▶ Your objective
Write out the passage of the Supreme People's Court summary article below from "Supreme People’s Court Issues" to "render their judgments.", word for word.

##### Selected excerpt

Supreme People’s Court Issues Summary of Trial Work for Civil and Commercial Courts


On Nov. 8, 2019, three months after the Civil Trial Division of China’s Supreme People’s Court collected comments from the public in August 2019, the China’s Supreme People’s Court issued the Summary of the National Conference for the Work of Courts in the Trial of Civil and Commercial Cases (Summary). The Summary declares itself only a reference for courts to analyze the reasons for application of law, particularly in “the court holds that” section for the judgment of courts. The Summary should not be relied upon by courts for their own judicial interpretations or as a legal basis to render their judgments.

The Summary’s 12 sections relate to legal transition for the application of the General Rules of the Civil Law, trial of cases respectively involving corporate disputes, contractual disputes, guarantee disputes, disputes over the protection of financial consumers’ rights and interests, securities disputes, business trust disputes, property insurance contract disputes, bill disputes, bankruptcy disputes, relief of a person not a party involved in a case, and the procedure for the handling of cases involving both civil and criminal liabilities. The Summary provides detailed guidelines of more than 44,000 words, for courts across the nation to organize a relatively standard reasoning mechanism for both civil and commercial trials.

##########
##### Provided material

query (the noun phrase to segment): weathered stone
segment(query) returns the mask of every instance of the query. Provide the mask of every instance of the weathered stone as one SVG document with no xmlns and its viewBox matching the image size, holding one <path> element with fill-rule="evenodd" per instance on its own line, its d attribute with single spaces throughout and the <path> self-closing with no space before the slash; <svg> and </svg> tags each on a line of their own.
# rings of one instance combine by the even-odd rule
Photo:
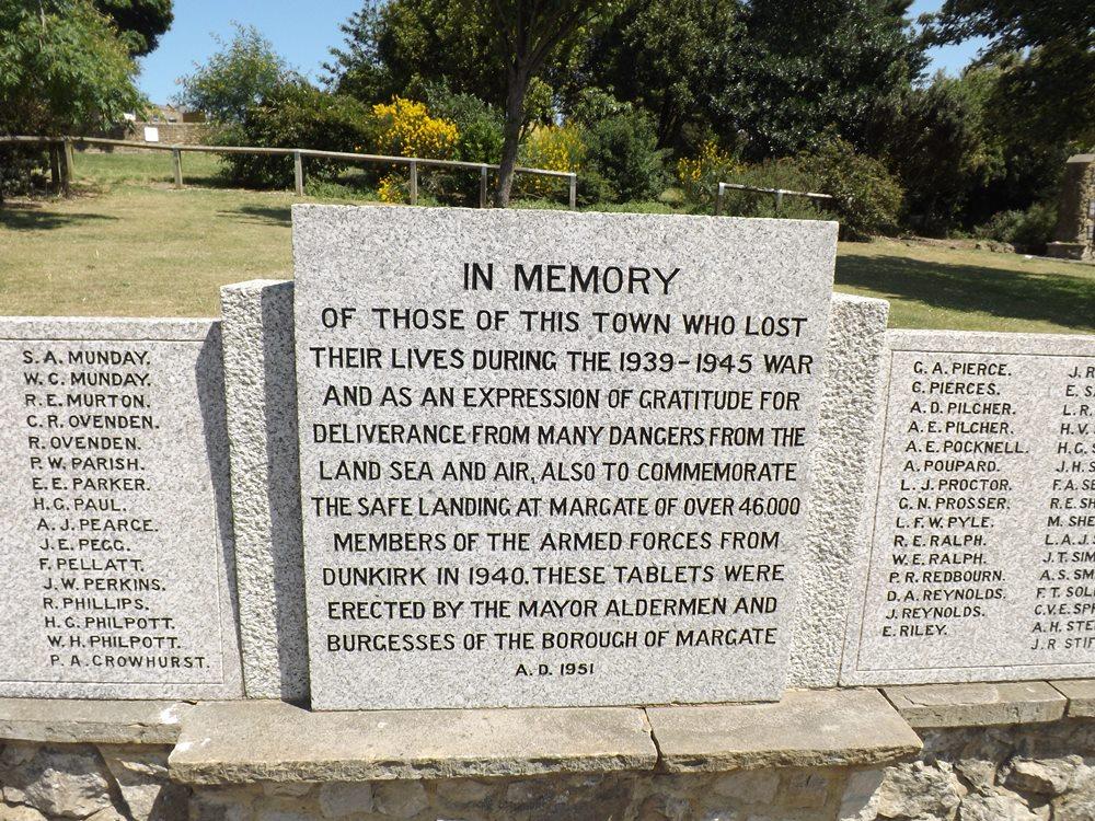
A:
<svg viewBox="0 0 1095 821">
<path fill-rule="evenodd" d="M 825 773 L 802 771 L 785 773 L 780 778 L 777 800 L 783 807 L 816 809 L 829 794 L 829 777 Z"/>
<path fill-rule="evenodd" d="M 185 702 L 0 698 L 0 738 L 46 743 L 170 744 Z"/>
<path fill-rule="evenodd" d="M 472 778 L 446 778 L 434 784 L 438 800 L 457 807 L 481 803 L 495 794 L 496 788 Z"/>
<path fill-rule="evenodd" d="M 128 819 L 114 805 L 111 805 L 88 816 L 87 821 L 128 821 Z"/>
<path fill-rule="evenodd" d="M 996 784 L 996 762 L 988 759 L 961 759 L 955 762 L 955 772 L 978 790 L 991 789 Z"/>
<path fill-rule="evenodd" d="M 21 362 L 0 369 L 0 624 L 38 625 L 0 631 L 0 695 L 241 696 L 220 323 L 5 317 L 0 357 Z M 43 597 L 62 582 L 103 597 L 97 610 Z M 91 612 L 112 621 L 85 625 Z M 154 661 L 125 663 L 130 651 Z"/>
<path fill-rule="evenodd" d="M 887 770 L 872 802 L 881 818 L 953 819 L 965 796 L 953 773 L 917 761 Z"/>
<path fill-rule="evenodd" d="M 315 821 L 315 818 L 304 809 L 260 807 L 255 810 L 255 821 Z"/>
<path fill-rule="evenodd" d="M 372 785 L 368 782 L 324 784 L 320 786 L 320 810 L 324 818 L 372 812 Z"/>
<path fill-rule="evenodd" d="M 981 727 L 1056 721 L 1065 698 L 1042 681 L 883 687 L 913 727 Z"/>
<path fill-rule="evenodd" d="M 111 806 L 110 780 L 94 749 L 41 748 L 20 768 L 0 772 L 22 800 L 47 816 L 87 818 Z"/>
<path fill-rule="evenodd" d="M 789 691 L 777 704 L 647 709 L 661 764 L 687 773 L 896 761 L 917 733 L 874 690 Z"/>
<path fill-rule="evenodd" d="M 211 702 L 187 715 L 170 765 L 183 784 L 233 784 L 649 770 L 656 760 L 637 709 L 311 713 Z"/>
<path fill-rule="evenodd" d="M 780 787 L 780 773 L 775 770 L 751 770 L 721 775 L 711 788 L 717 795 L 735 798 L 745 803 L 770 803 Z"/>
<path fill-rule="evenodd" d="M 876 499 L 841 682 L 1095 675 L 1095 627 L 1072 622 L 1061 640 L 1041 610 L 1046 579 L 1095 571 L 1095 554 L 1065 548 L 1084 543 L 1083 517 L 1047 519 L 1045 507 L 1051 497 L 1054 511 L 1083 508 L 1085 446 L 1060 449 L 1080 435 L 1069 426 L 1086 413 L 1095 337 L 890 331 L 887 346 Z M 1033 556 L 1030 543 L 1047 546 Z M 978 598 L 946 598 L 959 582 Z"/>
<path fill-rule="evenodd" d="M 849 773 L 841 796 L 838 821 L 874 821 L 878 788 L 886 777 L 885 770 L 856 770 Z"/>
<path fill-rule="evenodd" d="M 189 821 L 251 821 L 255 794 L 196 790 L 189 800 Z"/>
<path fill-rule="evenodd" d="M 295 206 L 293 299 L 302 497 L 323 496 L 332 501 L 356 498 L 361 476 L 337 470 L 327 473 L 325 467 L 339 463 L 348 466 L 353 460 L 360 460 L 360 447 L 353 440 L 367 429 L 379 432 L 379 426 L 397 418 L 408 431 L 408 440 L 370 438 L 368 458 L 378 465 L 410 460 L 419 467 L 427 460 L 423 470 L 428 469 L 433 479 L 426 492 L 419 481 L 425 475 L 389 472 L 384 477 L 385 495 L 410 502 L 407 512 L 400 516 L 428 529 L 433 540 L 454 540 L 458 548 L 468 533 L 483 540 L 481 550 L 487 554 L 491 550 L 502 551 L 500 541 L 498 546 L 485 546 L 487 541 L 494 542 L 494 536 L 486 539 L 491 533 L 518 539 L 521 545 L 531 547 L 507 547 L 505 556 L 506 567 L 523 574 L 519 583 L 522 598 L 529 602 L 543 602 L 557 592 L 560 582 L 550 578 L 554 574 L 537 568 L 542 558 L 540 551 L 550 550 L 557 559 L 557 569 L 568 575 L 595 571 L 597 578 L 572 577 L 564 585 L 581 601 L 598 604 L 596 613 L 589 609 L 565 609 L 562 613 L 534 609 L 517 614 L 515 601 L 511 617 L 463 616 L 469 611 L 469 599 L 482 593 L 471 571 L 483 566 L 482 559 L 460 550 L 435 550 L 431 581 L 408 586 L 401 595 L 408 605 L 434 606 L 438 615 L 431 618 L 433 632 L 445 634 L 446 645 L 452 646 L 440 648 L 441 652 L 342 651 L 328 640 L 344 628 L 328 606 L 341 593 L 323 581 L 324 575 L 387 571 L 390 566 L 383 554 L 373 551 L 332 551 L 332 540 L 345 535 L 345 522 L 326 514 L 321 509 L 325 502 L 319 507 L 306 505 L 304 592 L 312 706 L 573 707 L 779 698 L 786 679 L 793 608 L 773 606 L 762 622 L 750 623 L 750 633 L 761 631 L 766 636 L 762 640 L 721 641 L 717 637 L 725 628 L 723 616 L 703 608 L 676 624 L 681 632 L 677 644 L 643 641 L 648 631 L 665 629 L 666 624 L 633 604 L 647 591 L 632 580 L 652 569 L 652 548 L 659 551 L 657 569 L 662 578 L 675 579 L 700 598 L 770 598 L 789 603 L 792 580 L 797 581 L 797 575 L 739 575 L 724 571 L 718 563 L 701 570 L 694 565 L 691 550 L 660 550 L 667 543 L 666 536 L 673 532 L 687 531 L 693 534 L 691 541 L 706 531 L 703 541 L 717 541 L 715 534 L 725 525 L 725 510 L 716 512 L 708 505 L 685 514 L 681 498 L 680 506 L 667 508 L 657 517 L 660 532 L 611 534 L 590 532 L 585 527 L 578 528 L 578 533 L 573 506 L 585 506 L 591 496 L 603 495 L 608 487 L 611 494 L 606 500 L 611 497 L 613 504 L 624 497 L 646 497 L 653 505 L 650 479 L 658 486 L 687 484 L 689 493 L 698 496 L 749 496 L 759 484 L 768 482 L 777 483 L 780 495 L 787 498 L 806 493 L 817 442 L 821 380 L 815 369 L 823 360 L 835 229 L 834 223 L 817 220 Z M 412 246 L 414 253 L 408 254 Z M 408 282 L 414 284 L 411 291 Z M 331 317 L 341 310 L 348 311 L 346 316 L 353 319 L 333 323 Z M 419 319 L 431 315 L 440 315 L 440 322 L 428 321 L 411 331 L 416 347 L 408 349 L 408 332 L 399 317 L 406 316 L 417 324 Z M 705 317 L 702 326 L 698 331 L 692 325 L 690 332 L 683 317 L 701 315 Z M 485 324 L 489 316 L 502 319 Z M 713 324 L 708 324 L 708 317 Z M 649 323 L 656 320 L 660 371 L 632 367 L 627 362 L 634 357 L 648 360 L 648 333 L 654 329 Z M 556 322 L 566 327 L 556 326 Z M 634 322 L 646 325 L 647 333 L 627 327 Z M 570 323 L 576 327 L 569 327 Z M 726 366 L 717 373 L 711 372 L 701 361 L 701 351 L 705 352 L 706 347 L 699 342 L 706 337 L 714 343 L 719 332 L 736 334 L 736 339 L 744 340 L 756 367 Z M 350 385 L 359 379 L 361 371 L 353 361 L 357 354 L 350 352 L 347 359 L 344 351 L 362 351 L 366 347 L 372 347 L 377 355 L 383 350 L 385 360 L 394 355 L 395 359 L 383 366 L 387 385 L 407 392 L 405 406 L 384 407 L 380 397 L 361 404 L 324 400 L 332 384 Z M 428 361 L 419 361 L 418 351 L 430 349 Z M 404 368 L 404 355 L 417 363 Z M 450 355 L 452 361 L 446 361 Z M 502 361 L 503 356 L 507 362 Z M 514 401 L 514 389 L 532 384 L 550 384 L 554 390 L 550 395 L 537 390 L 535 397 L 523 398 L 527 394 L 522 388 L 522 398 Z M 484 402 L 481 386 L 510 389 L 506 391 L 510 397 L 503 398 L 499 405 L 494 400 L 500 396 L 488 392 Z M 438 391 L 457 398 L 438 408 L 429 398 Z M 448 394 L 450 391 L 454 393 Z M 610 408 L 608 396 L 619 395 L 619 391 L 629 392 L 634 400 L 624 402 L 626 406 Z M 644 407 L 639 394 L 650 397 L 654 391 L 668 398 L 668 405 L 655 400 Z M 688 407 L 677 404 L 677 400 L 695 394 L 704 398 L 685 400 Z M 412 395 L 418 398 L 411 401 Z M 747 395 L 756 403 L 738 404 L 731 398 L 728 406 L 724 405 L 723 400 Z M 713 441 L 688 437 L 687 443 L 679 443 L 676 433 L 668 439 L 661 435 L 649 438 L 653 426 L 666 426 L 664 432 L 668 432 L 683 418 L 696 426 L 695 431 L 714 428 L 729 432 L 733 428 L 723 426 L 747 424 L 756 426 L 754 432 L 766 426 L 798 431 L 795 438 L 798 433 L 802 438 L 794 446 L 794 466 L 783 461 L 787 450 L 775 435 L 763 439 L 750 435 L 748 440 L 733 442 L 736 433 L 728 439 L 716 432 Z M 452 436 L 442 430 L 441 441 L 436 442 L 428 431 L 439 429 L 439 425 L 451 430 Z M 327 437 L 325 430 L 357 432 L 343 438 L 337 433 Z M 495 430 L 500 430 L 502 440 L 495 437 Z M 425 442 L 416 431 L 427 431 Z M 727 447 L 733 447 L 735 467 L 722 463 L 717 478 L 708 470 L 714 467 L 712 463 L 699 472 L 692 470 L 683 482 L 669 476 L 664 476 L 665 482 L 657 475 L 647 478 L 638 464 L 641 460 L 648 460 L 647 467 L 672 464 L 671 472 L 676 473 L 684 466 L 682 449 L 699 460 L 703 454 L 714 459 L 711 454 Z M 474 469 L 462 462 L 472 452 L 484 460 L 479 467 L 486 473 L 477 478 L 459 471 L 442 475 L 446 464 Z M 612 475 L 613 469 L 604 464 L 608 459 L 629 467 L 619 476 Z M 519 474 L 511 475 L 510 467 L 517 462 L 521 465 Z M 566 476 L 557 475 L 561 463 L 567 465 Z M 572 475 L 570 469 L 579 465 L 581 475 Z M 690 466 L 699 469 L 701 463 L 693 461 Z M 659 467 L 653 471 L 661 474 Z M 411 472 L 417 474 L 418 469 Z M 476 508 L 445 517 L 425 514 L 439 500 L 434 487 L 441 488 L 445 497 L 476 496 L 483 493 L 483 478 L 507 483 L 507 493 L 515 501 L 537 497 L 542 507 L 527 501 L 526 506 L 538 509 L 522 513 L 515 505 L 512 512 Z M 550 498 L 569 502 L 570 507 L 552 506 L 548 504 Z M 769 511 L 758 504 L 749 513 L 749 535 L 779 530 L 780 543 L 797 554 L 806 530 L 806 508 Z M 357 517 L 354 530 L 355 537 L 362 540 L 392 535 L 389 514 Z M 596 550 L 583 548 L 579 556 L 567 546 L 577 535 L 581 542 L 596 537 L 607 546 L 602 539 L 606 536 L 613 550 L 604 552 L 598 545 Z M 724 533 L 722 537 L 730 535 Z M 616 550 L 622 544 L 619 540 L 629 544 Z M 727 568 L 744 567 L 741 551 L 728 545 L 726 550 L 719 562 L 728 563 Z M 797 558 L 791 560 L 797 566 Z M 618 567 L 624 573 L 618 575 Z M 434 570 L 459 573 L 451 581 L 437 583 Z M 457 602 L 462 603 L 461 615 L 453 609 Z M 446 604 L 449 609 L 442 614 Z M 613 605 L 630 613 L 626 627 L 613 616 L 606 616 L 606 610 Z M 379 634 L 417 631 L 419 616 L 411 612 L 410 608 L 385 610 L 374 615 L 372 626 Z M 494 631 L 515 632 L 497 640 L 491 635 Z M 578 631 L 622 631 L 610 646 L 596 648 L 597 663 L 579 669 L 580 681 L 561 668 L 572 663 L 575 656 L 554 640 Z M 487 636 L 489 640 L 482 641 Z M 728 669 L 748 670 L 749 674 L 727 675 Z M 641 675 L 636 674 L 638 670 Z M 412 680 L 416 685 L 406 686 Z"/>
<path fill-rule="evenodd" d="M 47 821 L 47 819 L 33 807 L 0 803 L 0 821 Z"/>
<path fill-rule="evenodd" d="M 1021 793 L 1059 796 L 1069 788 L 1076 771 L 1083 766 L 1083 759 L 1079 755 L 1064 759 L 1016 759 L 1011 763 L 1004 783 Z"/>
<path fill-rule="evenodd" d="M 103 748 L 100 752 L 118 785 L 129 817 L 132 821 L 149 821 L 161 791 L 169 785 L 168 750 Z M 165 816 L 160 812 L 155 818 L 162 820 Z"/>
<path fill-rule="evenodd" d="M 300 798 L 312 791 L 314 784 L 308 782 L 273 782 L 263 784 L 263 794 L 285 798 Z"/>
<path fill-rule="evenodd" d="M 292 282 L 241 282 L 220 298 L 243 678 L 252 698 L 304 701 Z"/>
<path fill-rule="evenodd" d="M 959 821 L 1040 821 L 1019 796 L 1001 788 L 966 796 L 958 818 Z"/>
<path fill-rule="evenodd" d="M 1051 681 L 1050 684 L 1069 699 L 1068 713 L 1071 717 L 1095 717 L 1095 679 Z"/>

##########

▶ Response
Supreme People’s Court Issues Summary of Trial Work for Civil and Commercial Courts


On Nov. 8, 2019, three months after the Civil Trial Division of China’s Supreme People’s Court collected comments from the public in August 2019, the China’s Supreme People’s Court issued the Summary of the National Conference for the Work of Courts in the Trial of Civil and Commercial Cases (Summary). The Summary declares itself only a reference for courts to analyze the reasons for application of law, particularly in “the court holds that” section for the judgment of courts. The Summary should not be relied upon by courts for their own judicial interpretations or as a legal basis to render their judgments.